**What the task asks**. Reproduce each record exactly.

Records drawn from a dataset
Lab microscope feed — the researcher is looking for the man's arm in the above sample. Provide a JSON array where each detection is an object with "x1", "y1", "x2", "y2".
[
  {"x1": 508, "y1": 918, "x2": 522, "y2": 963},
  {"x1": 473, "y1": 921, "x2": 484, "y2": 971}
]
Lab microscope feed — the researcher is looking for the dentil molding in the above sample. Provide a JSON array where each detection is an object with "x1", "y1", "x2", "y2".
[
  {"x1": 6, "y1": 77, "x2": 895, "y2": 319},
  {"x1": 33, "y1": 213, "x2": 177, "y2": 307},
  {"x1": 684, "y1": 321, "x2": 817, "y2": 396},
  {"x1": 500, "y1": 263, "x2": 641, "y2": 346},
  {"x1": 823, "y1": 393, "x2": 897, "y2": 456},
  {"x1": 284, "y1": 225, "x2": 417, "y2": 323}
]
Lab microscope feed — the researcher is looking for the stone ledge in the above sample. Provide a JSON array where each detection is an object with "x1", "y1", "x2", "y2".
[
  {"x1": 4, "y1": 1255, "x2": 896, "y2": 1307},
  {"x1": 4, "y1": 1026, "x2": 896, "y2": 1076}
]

**Answer section**.
Lab microscope feed — the researcher is looking for the man's arm in the above sample. Provide a JSON array where each detection is an object with "x1", "y1", "x2", "y2".
[
  {"x1": 508, "y1": 918, "x2": 522, "y2": 963},
  {"x1": 473, "y1": 921, "x2": 484, "y2": 971}
]
Lab microscope feed — the researcher is looking for the dentil molding in the above sample. Provide a JSON array where each detection is an object with "x1", "y1", "x2", "y2".
[
  {"x1": 6, "y1": 77, "x2": 895, "y2": 319},
  {"x1": 33, "y1": 213, "x2": 177, "y2": 307},
  {"x1": 684, "y1": 321, "x2": 817, "y2": 396},
  {"x1": 500, "y1": 263, "x2": 641, "y2": 346},
  {"x1": 823, "y1": 393, "x2": 897, "y2": 456},
  {"x1": 284, "y1": 225, "x2": 417, "y2": 323}
]
Lab microscope feed — the researcher is looking for the stone ledge in the above sample. Provide a JSON array where each detection is an object with "x1", "y1", "x2", "y2".
[
  {"x1": 4, "y1": 1255, "x2": 896, "y2": 1307},
  {"x1": 4, "y1": 1026, "x2": 896, "y2": 1076}
]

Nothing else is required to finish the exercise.